*** Data shown ***
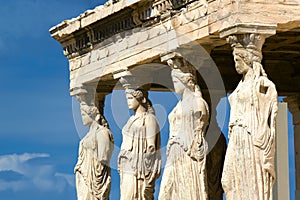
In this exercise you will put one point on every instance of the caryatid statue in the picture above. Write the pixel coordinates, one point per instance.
(93, 176)
(249, 171)
(184, 176)
(139, 161)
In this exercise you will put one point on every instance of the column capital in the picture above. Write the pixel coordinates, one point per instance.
(294, 107)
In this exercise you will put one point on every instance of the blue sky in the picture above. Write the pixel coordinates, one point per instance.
(38, 136)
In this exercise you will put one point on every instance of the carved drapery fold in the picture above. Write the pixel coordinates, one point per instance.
(249, 170)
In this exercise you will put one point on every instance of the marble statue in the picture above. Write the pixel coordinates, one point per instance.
(184, 176)
(139, 161)
(249, 170)
(93, 179)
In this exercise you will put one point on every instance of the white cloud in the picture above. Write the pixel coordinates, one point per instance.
(36, 175)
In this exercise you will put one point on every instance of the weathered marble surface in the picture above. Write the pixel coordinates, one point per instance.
(249, 170)
(185, 174)
(139, 161)
(93, 179)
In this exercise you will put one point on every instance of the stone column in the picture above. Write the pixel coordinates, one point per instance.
(294, 107)
(249, 159)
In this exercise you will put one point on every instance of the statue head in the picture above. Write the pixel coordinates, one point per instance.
(183, 74)
(247, 54)
(138, 97)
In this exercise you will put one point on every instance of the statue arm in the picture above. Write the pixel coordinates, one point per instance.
(152, 129)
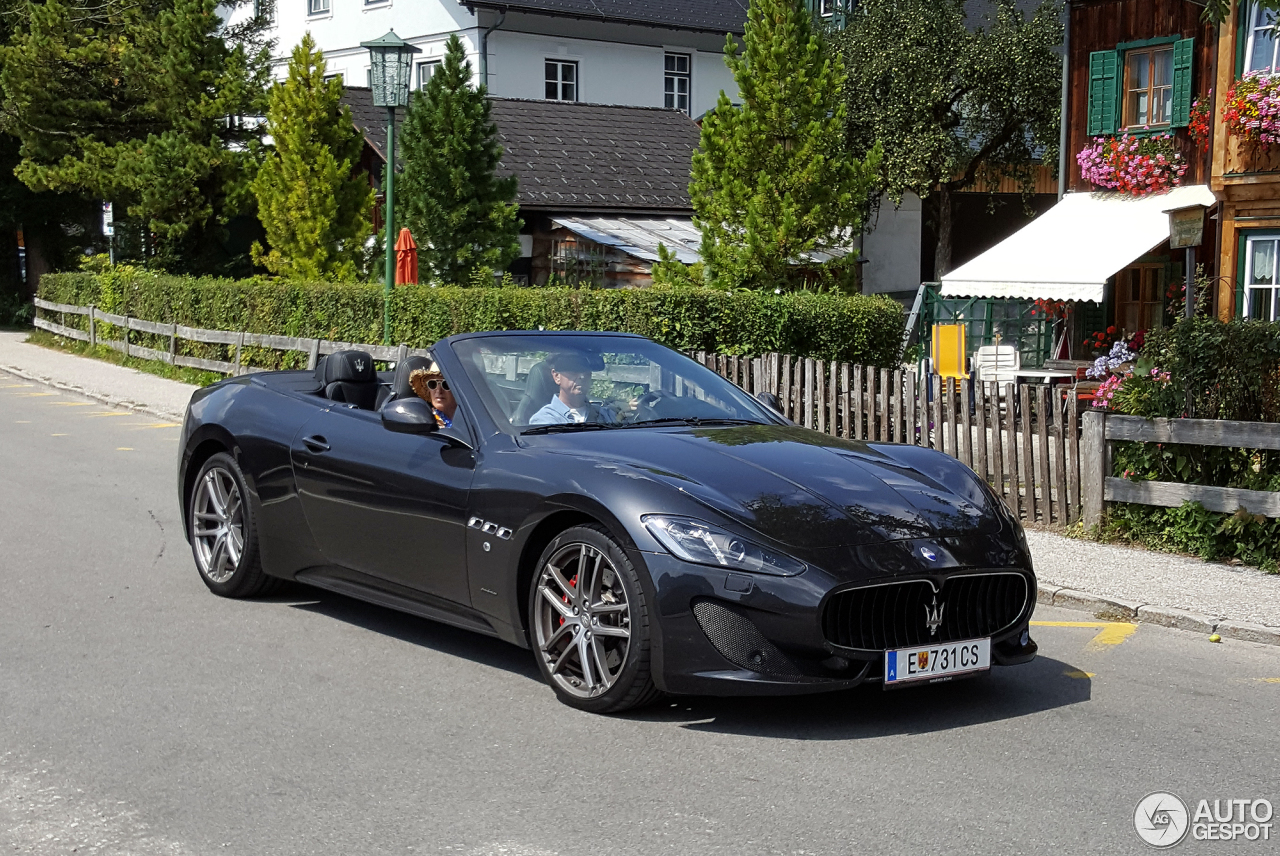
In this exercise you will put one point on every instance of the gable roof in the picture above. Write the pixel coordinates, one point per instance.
(597, 158)
(702, 15)
(577, 156)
*** End of Data shown ***
#### Action item
Without carrying over any picture, write out the entries above once more, exactly.

#### Your solution
In this exercise you will put one point on every instance of the caryatid statue in the picture above. Write the pixel coordinates, one point per instance.
(93, 176)
(249, 171)
(184, 176)
(139, 161)
In this exercise you will put one point on every instance of the column capital in the picture above. Write the pixel coordinates, one point per instance.
(294, 107)
In this exercise you will put one point on every instance of the blue sky in the picture above. Write the pixel coordinates, one point per instance.
(38, 136)
In this exercise you will put one point on every instance of the carved drapery fold in the picture above. Write the pixel coordinates, one point per instance.
(249, 170)
In this exercise you will put one point on every instance of the marble statue in the picture above. Write the pixel coordinates, one point per instance.
(184, 176)
(139, 161)
(249, 170)
(93, 179)
In this exercise you will put one point on every instance of the white cloud in the picture above. Write the pixel coordinates, one point per instance.
(36, 175)
In this exercise you will put one point on every instance of the weathered marble surface in the picture above. Write the pixel coordinates, one point per instance.
(249, 170)
(185, 174)
(139, 161)
(93, 179)
In this exercise you will put one point on every instance of the stone column in the picture above. Write the pixel coordinates, one point per instance.
(294, 107)
(249, 159)
In this exercise you will put one point on every instance of the statue head in the picture above. Write the pixel coordinates, one point per instance.
(183, 74)
(247, 54)
(138, 97)
In this exercise you will put one point on every instance of the statue arm in the picture above. Write the pixel coordinates, one point per instance.
(152, 129)
In this exercise you will put one point on every instance of the gable roof in the picture above. Write the pixel coordinates, one point per instance.
(597, 158)
(702, 15)
(577, 156)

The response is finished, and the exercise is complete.